• _Data for processing_:
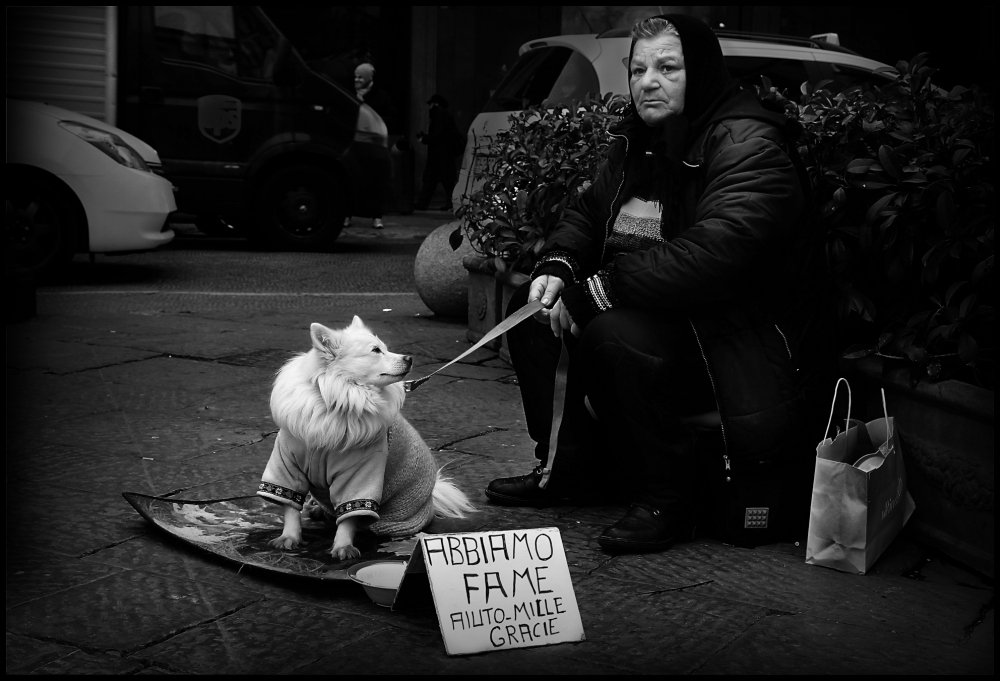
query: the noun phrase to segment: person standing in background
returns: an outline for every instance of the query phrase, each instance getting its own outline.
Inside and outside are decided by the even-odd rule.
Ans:
[[[417,133],[417,139],[427,145],[427,164],[424,166],[424,186],[417,201],[417,210],[427,210],[438,183],[444,187],[445,205],[441,210],[451,210],[451,192],[458,182],[455,157],[462,153],[465,140],[448,111],[448,100],[435,94],[427,100],[430,106],[428,132]]]
[[[381,117],[386,128],[392,132],[395,125],[396,109],[392,105],[389,95],[375,86],[375,67],[371,64],[359,64],[354,69],[354,95],[362,102],[374,109],[375,113]],[[372,227],[382,229],[382,203],[385,194],[384,186],[371,186],[367,188],[371,192],[372,205]],[[344,227],[351,226],[351,216],[344,218]]]

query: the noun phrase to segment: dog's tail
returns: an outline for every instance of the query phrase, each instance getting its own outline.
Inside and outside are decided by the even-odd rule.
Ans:
[[[469,497],[460,490],[451,478],[437,472],[437,482],[434,483],[434,515],[441,518],[464,518],[466,513],[475,513],[476,507]]]

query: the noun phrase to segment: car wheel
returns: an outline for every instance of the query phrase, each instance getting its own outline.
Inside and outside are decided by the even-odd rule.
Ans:
[[[257,234],[287,250],[321,250],[344,227],[345,196],[332,173],[316,166],[289,166],[261,186]]]
[[[76,251],[78,222],[64,193],[40,179],[7,184],[7,268],[36,279],[63,270]]]

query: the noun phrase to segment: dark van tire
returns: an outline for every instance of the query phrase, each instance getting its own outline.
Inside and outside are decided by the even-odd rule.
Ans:
[[[260,185],[256,236],[282,250],[328,248],[344,228],[346,199],[340,183],[323,168],[279,168]]]
[[[7,181],[7,269],[33,279],[65,272],[80,230],[69,191],[34,174]]]

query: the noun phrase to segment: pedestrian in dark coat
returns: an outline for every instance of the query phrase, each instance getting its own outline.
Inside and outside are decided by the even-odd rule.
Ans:
[[[644,551],[693,535],[696,426],[721,433],[726,479],[791,445],[801,400],[771,304],[804,188],[783,116],[740,91],[703,22],[640,22],[626,67],[632,102],[608,160],[511,302],[546,306],[543,324],[508,332],[540,465],[486,494],[544,505],[606,493],[587,474],[624,470],[634,503],[599,542]],[[547,471],[560,336],[570,363]]]
[[[427,132],[417,133],[417,139],[427,145],[427,165],[424,166],[423,189],[417,200],[418,210],[427,210],[438,184],[444,187],[445,205],[441,210],[451,210],[451,192],[458,183],[455,157],[464,147],[455,119],[448,111],[448,100],[433,95],[427,100],[430,107],[430,125]]]

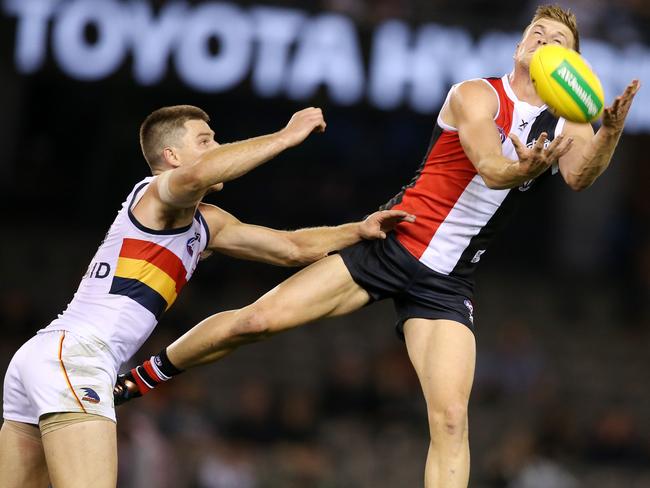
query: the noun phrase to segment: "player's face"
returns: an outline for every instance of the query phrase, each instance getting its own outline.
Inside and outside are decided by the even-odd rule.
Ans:
[[[185,122],[185,135],[178,150],[181,164],[192,164],[204,153],[214,149],[219,144],[214,140],[214,131],[203,120],[188,120]]]
[[[185,135],[181,147],[176,150],[181,164],[192,164],[203,154],[218,146],[219,143],[214,140],[214,131],[210,129],[207,122],[188,120],[185,122]],[[218,183],[213,185],[210,191],[219,191],[222,188],[223,183]]]
[[[571,29],[562,22],[539,19],[524,31],[524,36],[515,51],[515,62],[522,64],[526,68],[529,67],[533,53],[546,44],[573,48],[575,47],[575,39]]]

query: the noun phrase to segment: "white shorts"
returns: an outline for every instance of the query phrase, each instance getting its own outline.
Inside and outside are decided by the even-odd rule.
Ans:
[[[114,359],[100,342],[65,331],[39,332],[14,354],[4,381],[3,417],[38,424],[55,412],[115,421]]]

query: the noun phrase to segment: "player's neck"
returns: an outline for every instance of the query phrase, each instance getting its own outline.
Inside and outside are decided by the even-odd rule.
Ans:
[[[528,69],[515,66],[515,69],[508,75],[510,87],[517,98],[522,102],[529,103],[536,107],[541,107],[544,102],[535,91],[533,82],[530,81]]]

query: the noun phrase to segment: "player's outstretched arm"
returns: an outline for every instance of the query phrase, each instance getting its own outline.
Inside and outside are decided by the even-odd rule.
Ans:
[[[415,216],[401,210],[381,210],[362,222],[287,232],[244,224],[212,205],[202,204],[201,213],[214,231],[208,244],[211,250],[284,266],[309,264],[361,239],[384,239],[400,222],[415,221]],[[163,349],[118,376],[113,390],[115,405],[140,397],[181,372]]]
[[[458,129],[465,154],[488,188],[514,188],[536,178],[570,149],[571,138],[556,137],[545,149],[546,134],[542,134],[531,148],[512,135],[510,139],[518,159],[505,157],[494,123],[497,109],[494,91],[481,80],[467,81],[454,87],[448,107],[446,110],[443,108],[443,114],[446,112],[449,117],[446,122]]]
[[[242,223],[212,205],[203,204],[201,212],[210,228],[217,229],[208,244],[210,250],[279,266],[310,264],[361,239],[384,239],[398,223],[415,220],[401,210],[383,210],[362,222],[280,231]]]
[[[193,207],[214,185],[239,178],[325,127],[321,109],[296,112],[278,132],[217,146],[194,164],[163,173],[157,182],[158,196],[170,207]]]
[[[575,143],[559,163],[562,177],[573,190],[588,188],[609,166],[640,87],[639,80],[633,80],[612,105],[603,110],[602,125],[595,135],[590,124],[567,121],[564,133]]]

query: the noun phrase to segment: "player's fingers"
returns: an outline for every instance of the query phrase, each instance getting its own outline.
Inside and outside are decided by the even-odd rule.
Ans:
[[[623,100],[623,104],[625,105],[625,107],[626,107],[627,109],[629,109],[630,105],[632,105],[632,100],[634,100],[635,95],[636,95],[637,92],[639,91],[639,87],[640,87],[640,85],[639,85],[639,83],[638,83],[638,80],[636,80],[636,81],[637,81],[637,82],[636,82],[635,84],[630,85],[630,86],[628,87],[628,89],[629,89],[630,91],[629,91],[629,93],[626,93],[626,95],[625,95],[625,97],[624,97],[624,100]],[[626,90],[626,91],[627,91],[627,90]]]
[[[641,84],[639,83],[639,80],[632,80],[632,82],[625,88],[625,95],[628,97],[634,97],[634,95],[636,95],[636,92],[639,91],[640,87]]]
[[[395,218],[400,218],[400,219],[407,219],[412,217],[415,219],[415,215],[412,215],[404,210],[384,210],[383,211],[384,215],[387,217],[395,217]]]
[[[520,157],[523,156],[526,148],[521,143],[519,138],[514,134],[510,134],[510,141],[512,142],[512,145],[515,147],[515,152],[517,153],[517,156],[520,156]]]
[[[557,161],[560,159],[562,156],[564,156],[566,153],[568,153],[571,150],[571,147],[573,146],[573,138],[568,137],[566,141],[564,141],[562,144],[558,145],[554,152],[553,152],[553,161]]]
[[[535,144],[533,145],[533,149],[535,152],[539,153],[542,152],[542,149],[544,149],[544,143],[546,142],[546,138],[548,137],[548,134],[546,132],[542,132],[537,140],[535,141]]]
[[[555,139],[553,139],[551,141],[551,143],[548,145],[548,148],[546,149],[546,151],[547,152],[555,151],[555,148],[557,148],[559,145],[561,145],[562,142],[564,142],[564,139],[565,139],[564,134],[560,134],[559,136],[557,136]]]
[[[415,222],[415,215],[411,215],[407,212],[400,212],[400,215],[382,212],[381,215],[377,216],[377,221],[379,222],[379,225],[382,229],[392,229],[400,222]]]

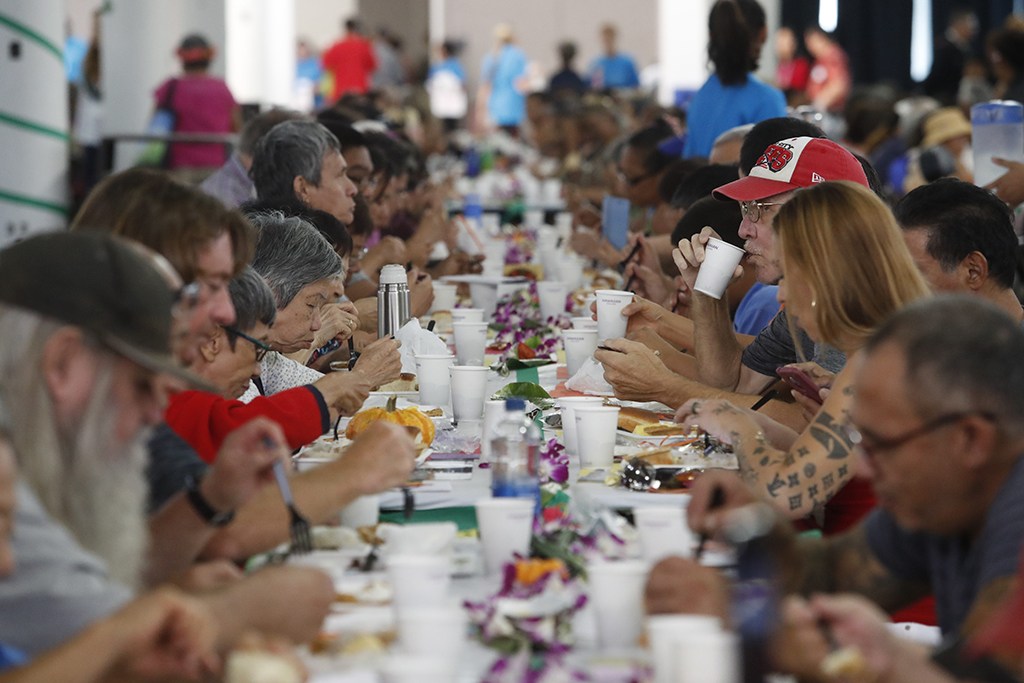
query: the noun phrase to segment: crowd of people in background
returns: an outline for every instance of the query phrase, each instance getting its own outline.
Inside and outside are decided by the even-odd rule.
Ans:
[[[467,179],[509,222],[524,202],[571,212],[569,248],[622,268],[627,334],[595,359],[618,398],[735,452],[737,475],[697,481],[689,524],[771,519],[794,596],[773,668],[820,678],[831,632],[870,680],[1005,680],[897,641],[896,619],[935,626],[958,664],[964,642],[1009,645],[1019,672],[1006,623],[1024,613],[1000,608],[1024,547],[1024,164],[973,185],[966,109],[1024,98],[1024,25],[976,54],[976,20],[954,12],[912,94],[854,82],[817,27],[770,35],[756,0],[718,0],[708,29],[711,73],[684,107],[656,103],[611,24],[585,71],[560,44],[540,88],[499,24],[472,93],[457,40],[417,74],[349,18],[322,55],[301,45],[315,111],[245,122],[208,73],[214,46],[185,37],[153,107],[178,133],[237,131],[233,150],[172,142],[162,168],[86,174],[67,232],[0,251],[0,669],[33,660],[0,681],[195,677],[247,631],[271,649],[316,633],[326,577],[237,565],[287,540],[273,463],[399,376],[382,268],[406,267],[414,316],[435,279],[480,272],[449,210]],[[756,75],[766,43],[774,84]],[[90,59],[79,116],[99,97]],[[608,195],[629,202],[625,246],[601,230]],[[711,238],[746,252],[718,299],[695,289]],[[811,387],[786,390],[782,366]],[[413,461],[380,422],[291,486],[321,523]],[[669,559],[646,608],[729,623],[728,590]]]

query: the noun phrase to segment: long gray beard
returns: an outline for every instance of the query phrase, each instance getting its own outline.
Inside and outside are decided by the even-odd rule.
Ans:
[[[79,424],[62,430],[51,418],[49,430],[56,438],[42,436],[46,426],[33,425],[37,431],[30,439],[35,447],[21,454],[22,472],[47,512],[106,563],[110,577],[138,589],[149,547],[149,430],[128,444],[115,443],[117,416],[109,398],[112,375],[110,364],[99,370]]]

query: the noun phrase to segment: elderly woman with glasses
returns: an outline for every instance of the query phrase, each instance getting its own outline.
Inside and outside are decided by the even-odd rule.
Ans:
[[[284,354],[315,345],[324,309],[345,294],[341,257],[307,221],[280,212],[252,214],[249,220],[258,233],[252,267],[270,286],[277,316],[267,335],[272,352],[263,358],[260,375],[241,397],[243,402],[324,377]],[[353,372],[333,381],[358,389],[361,405],[370,390],[397,379],[400,371],[398,342],[378,339],[366,347]]]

• _Task details_: The answer must be one number: how many lines in the material above contain the word "dark".

• _Written reply_: 2